**WHAT IS EXPECTED**. Look below for the line with "Q: Point to one spot on each instance of the mother", and from there restate every line word for word until the entries end.

Pointing records
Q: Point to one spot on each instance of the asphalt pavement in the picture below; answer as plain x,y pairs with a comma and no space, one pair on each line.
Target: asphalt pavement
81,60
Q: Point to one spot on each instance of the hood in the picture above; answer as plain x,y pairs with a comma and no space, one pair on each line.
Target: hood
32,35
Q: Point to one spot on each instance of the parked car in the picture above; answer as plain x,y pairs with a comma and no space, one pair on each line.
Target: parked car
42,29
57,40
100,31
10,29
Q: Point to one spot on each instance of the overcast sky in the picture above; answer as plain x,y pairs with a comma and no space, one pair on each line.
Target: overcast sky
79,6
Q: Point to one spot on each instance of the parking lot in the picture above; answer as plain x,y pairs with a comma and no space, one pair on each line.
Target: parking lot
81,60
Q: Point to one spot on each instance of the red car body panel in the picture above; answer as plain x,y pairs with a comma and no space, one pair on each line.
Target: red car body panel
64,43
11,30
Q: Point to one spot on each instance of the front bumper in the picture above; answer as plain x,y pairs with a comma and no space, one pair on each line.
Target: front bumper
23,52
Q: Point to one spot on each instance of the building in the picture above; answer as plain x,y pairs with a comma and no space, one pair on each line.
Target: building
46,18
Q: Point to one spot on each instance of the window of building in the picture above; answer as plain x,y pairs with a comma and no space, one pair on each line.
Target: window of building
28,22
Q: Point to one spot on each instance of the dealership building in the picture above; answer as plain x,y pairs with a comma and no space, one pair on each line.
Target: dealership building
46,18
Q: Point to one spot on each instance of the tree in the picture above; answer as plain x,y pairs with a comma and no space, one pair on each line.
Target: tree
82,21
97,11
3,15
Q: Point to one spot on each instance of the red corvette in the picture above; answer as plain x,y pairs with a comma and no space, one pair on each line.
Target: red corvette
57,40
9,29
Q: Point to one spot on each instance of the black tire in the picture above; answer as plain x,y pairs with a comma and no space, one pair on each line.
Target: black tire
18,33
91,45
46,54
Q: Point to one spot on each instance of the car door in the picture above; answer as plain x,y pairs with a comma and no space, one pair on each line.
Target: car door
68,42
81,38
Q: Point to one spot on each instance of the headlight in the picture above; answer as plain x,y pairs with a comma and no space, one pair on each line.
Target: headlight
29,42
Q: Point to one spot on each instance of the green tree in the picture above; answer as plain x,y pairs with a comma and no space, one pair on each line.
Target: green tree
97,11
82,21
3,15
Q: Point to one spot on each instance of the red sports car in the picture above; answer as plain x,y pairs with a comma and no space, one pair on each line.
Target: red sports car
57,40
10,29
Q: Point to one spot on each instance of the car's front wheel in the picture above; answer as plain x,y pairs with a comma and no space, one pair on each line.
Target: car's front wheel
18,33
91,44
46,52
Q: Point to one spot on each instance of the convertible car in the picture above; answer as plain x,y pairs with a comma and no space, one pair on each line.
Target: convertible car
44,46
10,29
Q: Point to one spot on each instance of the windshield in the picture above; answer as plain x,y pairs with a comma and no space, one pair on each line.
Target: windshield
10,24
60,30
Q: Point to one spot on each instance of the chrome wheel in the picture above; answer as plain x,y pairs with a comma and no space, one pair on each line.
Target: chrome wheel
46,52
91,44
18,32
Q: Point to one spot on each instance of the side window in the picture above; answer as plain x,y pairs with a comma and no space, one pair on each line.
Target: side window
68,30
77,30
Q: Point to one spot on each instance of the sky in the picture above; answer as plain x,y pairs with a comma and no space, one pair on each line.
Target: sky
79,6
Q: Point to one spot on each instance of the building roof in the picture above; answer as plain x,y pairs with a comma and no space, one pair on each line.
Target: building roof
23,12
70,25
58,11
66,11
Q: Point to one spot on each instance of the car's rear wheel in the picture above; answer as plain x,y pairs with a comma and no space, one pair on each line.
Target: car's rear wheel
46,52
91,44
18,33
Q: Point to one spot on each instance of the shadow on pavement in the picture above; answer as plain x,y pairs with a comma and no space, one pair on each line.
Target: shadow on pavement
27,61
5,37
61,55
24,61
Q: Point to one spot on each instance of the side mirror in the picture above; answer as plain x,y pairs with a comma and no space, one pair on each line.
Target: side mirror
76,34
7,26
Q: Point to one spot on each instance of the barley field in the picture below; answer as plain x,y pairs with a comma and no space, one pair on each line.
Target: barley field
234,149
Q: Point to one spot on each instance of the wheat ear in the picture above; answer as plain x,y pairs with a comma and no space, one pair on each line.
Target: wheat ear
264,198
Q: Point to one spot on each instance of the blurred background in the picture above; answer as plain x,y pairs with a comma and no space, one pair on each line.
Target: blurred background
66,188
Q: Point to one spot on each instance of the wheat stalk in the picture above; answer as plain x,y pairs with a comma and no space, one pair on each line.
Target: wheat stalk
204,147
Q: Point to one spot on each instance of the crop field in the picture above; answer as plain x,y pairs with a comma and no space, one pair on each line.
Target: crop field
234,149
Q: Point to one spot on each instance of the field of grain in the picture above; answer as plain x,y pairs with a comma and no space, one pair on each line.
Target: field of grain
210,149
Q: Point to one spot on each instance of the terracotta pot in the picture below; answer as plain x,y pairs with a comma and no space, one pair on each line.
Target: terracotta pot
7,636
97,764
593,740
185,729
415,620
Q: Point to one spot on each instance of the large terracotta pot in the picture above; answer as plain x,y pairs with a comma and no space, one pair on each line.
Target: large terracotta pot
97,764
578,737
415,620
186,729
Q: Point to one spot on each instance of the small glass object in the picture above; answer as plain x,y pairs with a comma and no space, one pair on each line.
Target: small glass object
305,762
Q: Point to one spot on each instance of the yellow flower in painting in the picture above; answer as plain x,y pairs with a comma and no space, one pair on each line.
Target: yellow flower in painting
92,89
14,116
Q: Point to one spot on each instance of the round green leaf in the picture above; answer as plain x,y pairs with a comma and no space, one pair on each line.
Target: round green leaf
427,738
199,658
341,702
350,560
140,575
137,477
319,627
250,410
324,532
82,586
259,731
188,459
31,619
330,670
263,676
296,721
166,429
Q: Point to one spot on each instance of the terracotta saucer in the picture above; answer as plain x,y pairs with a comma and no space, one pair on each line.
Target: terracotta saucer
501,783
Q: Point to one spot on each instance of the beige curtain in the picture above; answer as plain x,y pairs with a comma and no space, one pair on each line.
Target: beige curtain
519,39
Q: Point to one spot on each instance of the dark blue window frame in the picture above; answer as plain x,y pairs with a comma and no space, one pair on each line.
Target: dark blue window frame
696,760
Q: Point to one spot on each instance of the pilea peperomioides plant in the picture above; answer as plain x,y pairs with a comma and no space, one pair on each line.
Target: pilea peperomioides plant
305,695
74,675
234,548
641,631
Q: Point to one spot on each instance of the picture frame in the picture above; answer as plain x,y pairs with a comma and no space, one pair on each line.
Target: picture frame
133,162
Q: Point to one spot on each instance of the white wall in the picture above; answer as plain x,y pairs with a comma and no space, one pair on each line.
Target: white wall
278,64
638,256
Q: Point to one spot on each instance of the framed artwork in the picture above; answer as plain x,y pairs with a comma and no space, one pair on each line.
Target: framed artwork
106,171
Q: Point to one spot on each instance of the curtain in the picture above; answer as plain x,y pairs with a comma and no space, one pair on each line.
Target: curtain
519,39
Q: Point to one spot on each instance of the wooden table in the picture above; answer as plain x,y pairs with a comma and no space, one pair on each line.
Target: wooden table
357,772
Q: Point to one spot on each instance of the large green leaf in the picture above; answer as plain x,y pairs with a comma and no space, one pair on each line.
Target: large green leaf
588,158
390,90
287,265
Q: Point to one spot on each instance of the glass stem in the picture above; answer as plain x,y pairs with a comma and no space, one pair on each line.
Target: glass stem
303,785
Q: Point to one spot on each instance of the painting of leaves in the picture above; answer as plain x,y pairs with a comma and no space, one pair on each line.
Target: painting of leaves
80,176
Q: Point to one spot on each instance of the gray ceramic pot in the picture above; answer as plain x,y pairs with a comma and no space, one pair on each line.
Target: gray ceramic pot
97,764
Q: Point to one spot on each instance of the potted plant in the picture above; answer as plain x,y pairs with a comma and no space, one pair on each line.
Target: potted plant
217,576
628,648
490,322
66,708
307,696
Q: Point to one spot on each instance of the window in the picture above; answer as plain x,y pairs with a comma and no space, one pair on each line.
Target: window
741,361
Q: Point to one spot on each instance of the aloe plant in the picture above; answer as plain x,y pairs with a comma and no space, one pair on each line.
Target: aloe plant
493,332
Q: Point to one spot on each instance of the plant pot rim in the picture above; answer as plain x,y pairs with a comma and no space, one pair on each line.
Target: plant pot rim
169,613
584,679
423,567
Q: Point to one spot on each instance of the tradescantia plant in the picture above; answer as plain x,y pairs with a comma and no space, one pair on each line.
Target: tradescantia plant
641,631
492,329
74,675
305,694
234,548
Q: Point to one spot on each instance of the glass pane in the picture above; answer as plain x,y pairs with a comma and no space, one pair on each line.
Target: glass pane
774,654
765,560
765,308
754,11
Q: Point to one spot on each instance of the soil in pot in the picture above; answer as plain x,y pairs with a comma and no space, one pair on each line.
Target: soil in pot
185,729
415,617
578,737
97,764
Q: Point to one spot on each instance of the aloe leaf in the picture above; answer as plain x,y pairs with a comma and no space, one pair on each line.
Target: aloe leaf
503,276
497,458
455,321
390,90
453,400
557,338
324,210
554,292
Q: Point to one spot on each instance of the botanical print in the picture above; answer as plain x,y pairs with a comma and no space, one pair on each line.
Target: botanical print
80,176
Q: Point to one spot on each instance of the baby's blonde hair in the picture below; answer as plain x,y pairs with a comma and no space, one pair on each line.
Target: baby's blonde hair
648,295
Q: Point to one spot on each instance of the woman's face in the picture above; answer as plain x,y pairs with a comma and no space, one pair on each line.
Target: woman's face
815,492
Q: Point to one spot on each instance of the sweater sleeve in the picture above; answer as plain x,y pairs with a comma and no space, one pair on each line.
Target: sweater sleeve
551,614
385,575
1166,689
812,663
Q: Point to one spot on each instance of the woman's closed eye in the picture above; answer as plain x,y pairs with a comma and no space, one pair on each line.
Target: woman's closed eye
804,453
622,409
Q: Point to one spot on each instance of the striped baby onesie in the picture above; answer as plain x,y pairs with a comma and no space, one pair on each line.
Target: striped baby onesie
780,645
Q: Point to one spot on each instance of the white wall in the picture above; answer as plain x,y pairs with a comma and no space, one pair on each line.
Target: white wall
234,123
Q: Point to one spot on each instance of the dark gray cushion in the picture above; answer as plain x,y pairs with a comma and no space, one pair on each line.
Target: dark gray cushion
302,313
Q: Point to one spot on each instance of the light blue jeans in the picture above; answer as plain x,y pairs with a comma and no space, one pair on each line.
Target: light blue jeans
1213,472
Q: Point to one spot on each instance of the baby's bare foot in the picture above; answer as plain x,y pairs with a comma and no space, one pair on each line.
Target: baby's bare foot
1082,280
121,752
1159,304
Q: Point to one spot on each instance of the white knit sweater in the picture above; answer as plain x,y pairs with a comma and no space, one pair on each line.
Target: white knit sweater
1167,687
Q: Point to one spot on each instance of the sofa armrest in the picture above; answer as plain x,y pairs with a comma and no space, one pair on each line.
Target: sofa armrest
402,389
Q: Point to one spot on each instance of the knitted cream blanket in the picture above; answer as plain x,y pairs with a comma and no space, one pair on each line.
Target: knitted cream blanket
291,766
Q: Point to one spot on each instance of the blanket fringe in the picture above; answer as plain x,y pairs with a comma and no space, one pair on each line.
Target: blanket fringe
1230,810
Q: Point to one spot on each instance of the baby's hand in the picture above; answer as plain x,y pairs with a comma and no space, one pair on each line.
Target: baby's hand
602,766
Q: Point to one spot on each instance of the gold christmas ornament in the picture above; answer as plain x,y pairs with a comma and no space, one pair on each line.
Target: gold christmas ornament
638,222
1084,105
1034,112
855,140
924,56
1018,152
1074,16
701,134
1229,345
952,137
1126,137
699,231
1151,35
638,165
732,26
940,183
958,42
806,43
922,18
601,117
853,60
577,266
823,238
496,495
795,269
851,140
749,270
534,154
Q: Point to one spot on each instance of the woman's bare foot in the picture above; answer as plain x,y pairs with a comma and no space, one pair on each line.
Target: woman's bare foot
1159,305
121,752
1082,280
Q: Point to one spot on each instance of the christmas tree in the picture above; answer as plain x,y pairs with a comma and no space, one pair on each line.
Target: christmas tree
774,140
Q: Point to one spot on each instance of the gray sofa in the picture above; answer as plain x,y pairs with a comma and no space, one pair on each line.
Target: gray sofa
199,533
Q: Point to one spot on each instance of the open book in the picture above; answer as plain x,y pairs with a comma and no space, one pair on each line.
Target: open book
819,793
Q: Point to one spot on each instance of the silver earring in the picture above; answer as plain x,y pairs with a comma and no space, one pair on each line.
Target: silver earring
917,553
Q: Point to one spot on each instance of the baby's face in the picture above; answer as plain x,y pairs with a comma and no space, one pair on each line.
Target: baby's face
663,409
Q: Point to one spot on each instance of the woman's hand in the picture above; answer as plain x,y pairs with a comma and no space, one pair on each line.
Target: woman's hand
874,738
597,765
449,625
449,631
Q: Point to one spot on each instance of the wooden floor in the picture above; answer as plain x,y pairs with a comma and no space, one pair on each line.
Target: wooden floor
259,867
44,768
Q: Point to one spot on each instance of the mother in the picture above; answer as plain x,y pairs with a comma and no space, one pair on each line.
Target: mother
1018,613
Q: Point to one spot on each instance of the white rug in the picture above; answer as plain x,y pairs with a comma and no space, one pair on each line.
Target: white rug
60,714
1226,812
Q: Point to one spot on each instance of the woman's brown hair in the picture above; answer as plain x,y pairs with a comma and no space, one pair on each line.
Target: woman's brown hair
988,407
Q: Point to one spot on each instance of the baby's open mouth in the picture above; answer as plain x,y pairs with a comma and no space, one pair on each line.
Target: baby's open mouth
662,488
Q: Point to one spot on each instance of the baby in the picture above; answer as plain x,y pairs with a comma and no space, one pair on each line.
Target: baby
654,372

**FINAL ANSWER**.
Q: Point to one spot on each instance of the mother in the picture above; answer as plain x,y pairs with a comma and no space, one pair on each line.
Target: mother
1018,613
Q: Point to one spot on each instance of the white rug in the picture above; answer as plain x,y pairs with a comma and no space, one pair on each line.
Target: white rug
60,714
1226,812
Q: Point to one spot on each instance of the woman's brown hair in the picture above; answer as plain x,y pairs with a comma and no space, one pair on each line.
Target: woman's brown hair
988,407
Q: Point to one spot on each instance of the baby's open mouth in the picture above; answer as plain x,y pairs with a comma and no space, one pair on each line.
Target: baby's open mouth
662,488
Q: Point to one spot on each instance of the baby in the picture above; answer as plain x,y pairs with a comma and no space, one pair on each line.
Target: baby
654,372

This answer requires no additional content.